WHAT YOU WILL DO: Extend the Solr mailing-list post below about nested entities missing from search, picking up after its final line.

GIVEN PASSAGE:
####################
Re: Nested entities not imported / do not show up in search?

Posted by Andrea Gazzarini <a....@gmail.com>.
Hi Matthias,
I guess the company.id field is not unique so you need a "compound"
uniqueKey on Solr, which is not strctly possible. As consequence of that
(company) UUID is probably created before the index phase by an
UpdateRequestProcessor [1] so you should check your solrconfig.xml and, if
I'm right, check if the same strategy could be used for the nested entities.

Andrea

[1]
http://lucene.apache.org/solr/5_2_1/solr-core/org/apache/solr/update/processor/UUIDUpdateProcessorFactory.html

2015-10-16 17:11 GMT+02:00 Matthias Fischer <Matthias.Fischer@doubleslash.de
>:

> Thank you, Andrea, for answering so quickly.
####################
MATERIAL SHOWN:

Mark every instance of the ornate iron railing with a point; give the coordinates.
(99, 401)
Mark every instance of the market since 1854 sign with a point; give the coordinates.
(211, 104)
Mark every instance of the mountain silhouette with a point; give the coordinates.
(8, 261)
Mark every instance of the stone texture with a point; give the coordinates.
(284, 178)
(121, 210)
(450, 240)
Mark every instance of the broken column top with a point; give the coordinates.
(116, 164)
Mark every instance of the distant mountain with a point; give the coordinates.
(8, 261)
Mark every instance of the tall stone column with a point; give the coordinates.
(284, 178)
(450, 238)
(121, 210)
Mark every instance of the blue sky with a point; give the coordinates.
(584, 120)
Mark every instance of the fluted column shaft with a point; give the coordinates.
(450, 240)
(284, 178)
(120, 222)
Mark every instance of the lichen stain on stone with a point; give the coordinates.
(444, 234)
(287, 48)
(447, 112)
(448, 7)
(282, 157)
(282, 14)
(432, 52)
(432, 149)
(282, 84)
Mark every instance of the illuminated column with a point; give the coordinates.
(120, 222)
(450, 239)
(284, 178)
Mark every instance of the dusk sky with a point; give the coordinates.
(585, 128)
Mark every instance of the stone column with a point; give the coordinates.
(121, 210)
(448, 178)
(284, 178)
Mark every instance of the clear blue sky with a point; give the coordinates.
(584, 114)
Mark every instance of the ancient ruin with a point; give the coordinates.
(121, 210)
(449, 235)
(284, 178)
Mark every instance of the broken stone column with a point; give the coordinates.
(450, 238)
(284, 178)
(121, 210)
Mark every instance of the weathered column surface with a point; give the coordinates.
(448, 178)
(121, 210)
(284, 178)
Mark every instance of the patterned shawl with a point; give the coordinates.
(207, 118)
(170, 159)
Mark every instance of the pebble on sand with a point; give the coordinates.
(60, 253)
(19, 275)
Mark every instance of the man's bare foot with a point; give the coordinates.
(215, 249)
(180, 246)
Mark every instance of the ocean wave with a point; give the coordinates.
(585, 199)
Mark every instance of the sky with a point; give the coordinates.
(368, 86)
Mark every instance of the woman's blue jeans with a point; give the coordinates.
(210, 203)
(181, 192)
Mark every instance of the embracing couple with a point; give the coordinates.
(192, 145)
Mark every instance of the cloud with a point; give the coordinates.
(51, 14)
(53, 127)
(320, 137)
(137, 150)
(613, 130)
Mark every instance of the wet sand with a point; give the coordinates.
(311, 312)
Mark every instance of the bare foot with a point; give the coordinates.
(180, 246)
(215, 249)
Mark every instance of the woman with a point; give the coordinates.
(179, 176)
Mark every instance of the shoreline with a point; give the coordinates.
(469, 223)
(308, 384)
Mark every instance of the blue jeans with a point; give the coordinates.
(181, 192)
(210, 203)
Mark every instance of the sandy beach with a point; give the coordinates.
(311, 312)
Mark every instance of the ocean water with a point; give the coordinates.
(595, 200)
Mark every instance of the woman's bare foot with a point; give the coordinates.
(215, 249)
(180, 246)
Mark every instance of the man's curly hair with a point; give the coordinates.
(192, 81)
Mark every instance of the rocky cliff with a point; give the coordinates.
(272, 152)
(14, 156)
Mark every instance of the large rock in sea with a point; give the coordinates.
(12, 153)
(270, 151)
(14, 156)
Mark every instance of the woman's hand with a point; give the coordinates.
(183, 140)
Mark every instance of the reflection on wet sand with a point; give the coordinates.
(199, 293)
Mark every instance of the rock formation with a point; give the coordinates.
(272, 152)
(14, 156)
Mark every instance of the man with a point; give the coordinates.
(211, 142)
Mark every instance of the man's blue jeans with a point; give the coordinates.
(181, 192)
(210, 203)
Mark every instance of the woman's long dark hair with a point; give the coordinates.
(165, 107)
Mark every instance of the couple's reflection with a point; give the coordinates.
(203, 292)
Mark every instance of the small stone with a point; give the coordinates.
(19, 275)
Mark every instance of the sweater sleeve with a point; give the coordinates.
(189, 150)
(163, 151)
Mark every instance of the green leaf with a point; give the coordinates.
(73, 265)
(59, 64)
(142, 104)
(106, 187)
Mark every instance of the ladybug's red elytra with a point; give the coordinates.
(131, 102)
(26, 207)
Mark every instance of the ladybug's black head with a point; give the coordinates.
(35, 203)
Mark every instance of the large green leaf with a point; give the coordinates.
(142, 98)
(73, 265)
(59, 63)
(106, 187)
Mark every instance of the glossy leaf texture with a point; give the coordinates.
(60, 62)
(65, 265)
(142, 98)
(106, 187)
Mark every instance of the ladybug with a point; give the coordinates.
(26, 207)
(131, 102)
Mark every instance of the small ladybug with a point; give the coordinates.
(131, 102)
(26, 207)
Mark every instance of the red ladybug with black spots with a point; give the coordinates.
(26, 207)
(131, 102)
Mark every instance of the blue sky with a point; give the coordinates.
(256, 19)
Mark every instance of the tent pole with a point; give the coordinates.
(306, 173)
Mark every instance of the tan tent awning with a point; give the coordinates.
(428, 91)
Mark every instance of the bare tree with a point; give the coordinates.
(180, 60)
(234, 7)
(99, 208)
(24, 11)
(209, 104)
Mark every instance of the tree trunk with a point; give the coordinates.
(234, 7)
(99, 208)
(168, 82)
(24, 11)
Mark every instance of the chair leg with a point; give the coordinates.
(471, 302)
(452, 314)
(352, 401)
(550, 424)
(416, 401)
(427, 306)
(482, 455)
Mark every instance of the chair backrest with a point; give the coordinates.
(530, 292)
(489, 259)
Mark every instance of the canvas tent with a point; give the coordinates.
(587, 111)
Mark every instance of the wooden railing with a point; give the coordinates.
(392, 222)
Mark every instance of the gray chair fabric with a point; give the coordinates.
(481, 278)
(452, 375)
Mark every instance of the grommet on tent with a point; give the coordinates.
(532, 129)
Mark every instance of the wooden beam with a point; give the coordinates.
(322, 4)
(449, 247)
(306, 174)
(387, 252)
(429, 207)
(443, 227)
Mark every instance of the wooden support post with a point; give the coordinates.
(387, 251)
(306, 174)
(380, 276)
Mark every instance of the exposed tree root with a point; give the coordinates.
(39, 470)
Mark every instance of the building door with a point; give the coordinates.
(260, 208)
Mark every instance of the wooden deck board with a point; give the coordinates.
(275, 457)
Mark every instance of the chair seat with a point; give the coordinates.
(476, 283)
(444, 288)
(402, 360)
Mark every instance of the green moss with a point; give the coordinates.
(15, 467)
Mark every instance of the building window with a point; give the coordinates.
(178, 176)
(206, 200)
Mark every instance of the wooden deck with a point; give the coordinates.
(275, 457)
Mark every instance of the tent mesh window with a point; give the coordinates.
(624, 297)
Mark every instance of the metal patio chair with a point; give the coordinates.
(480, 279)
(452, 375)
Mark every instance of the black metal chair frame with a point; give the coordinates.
####################
RESPONSE TO THE TASK:
>
> However I got further errors. I also had to change
> "<uniqueKey>firma_ebi_nr</uniqueKey>" to "<uniqueKey>id</uniqueKey>". But
> it still does not work properly. It seems that an id is auto generated for
> the company documents but not for the nested ones (the business branches).
> Any ideas how to fix this?
>
> 2015-10-16 12:49:29.650 WARN  (Thread-17) [   x:jcg] o.a.s.h.d.SolrWriter
> Error creating document :
> SolrInputDocument(
>     fields: [firma_ebi_nr=317709682, firma_namenszeile_1=Example Company,
> id=3c7f7421-9d51-4056-a2a0-eebab87a546a, _version_=1515192078460518400,
> _root_=3c7f7421-9d51-4056-a2a0-eebab87a546a],
>     children: [
>            SolrInputDocument(fields: [branche_ebc_code=7,
> _root_=3c7f7421-9d51-4056-a2a0-eebab87a546a]),
>            SolrInputDocument(fields: [branche_ebc_code=47000,
> _root_=3c7f7421-9d51-4056-a2a0-eebab87a546a]),
>            SolrInputDocument(fields: [branche_ebc_code=47700,
> _root_=3c7f7421-9d51-4056-a2a0-eebab87a546a]),
>            SolrInputDocument(fields: [branche_ebc_code=47790,
> _root_=3c7f7421-9d51-4056-a2a0-eebab87a546a]),
>            SolrInputDocument(fields: [branche_ebc_code=47791,
> _root_=3c7f7421-9d51-4056-a2a0-eebab87a546a])])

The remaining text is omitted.